### Reading text

Area 51: “The Revolution”/”Ready to Die”
Don’t really know too much about who Area 51 might be, but the name kind of sounds like a Santa’s Little Helper type of blunder that was just fixed by releasing under another name after a couple of releases on Promo Recordings. This is on Area 51 records, first and only release. “The Revolution” isn’t the one, but “Ready to Die” is a wicked tune. Cool phased out b-line, warble bass also, some hectic sample-and-hold vocal thing going on, and radio frequency nonsense. Sign me up. This also allows me the chance to mention that I’m a sucker for good B-sides. B-sides traditionally being something that, by the nature of a record having two sides and you should probably put something on that second side so the customer doesn’t feel like he’s getting cheated, would be somewhat of an experiment. When I DJ, I think maybe 75% of my set is B-Sides. It’s funny how even in an experimental genre such as d&b that these rules of putting the strange tune on the flip and that the A is where the current state of your sound exist. Point being, don’t ever be afraid to listen to something that you know is horrible on the A had have no hope for the B. The flip might just blow your mind.
ASC/ASC & Subwave: “Energy Core”/”Greyscale”, “Storm System”/”Tread”

### What to work on
In the record review, about what share of the writer's DJ set is made up of B-sides? The lines that follow have no connection to the record review.

### Information supplied
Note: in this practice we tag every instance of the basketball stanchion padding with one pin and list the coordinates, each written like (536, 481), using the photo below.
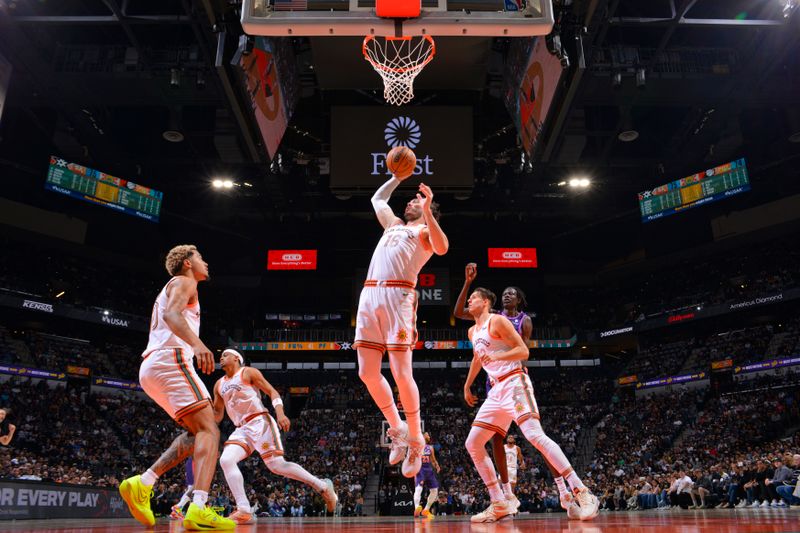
(398, 9)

### Result for this task
About 75%.